In the transcript excerpt on the generation skipping transfer tax, in what year did Congress enact the current version of that tax?

### Passage to read:
□ □ □ □

Bruce Steiner: So when the original transferor made a gift or died, there was an estate tax or there was a gift tax, but as the money wended its way down the generations there were no further transfer taxes, and Congress said, "Hey, wait a minute. You know this is a big loophole." These mega wealthy families avoided the transfer taxes at each generation that the people with less sophisticated advice had to pay every generation. You left money to your kids.
Bruce Steiner: And not only did you pay estate tax when they died, they paid estate tax, and then they left it to the grandchildren, and when the grandchildren died they paid estate tax, and so on. So in 1976 Congress enacted a generation skipping transfer tax. The drafting wasn't very good. In 1986 they repealed that retroactively, and they enacted the current version of the generation skipping transfer tax.
Bruce Steiner: Which is still approximately what it was when it was first enacted with a few little tweaks.
Bruce Steiner: And it's been almost 40 years since then. So we're going to start to see the tax apply. We're going to see people who died after 1986, who left money in trust for their kids, and then their kids are going to start to die. And 40 years is even more than an average generation.

□ □ □ □

### Provided data:
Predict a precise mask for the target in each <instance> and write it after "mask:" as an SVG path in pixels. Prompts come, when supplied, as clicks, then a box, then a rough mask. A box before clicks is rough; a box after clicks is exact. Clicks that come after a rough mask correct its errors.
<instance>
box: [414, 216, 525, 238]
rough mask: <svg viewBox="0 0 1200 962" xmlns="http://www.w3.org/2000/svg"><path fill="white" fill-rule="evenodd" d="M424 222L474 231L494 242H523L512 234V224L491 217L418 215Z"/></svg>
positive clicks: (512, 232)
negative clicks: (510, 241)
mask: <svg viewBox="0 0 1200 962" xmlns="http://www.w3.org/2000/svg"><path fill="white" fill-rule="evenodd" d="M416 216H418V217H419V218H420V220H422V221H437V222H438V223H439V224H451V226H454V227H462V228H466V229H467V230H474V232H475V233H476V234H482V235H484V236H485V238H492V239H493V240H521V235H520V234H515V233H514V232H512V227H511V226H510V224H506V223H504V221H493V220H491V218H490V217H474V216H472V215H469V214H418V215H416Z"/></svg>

□ □ □ □

### Output:
1986